_What this task involves_
Repeat all entries below exactly as shown.

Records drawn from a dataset
□ □ □ □
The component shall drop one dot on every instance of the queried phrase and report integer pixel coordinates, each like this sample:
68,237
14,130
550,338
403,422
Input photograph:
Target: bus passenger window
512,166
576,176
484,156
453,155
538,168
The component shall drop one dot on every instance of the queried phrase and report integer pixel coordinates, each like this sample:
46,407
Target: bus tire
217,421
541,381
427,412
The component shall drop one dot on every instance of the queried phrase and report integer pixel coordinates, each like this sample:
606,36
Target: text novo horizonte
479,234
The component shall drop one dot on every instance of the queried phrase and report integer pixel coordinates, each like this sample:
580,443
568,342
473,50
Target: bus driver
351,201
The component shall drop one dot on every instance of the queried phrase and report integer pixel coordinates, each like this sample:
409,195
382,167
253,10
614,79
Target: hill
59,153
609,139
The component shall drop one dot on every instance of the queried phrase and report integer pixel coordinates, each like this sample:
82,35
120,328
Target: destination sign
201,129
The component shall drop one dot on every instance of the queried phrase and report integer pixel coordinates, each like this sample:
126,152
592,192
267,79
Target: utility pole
□ □ □ □
_Exercise answer_
The component shall drop one dot on every instance of the queried phrase and report integer pixel coordinates, each like this sample:
68,237
14,130
550,338
403,422
Input photograph:
Target: bus passenger window
512,166
576,176
484,156
453,155
538,168
The component shall drop one dot on every instance of the queried phrase and report integer pixel coordinates, each like this sample:
46,407
Target: bus tire
217,421
541,381
427,412
The component shall drop one dot on every instance of the queried phrase and report integer pixel coordinates, each like this sample:
606,36
Target: text novo horizonte
479,234
The component shall drop one dot on every instance of the queried phrase and report integer pixel coordinates, each like this sample:
580,443
568,342
473,50
Target: bus driver
351,201
The component shall drop one dot on every instance of the queried phrase and report integer pixel coordinates, each like this sample:
409,195
382,167
253,10
614,79
Target: hill
59,153
609,139
The component shall drop one dot on every instance of the queried phrase and report integer pixel coordinates, each like this sample:
82,35
120,328
Target: destination sign
201,129
The component shall drop one dot on every instance of the queried phrase and report integer pixel coordinates, each like this sample:
126,152
592,192
267,79
Target: utility pole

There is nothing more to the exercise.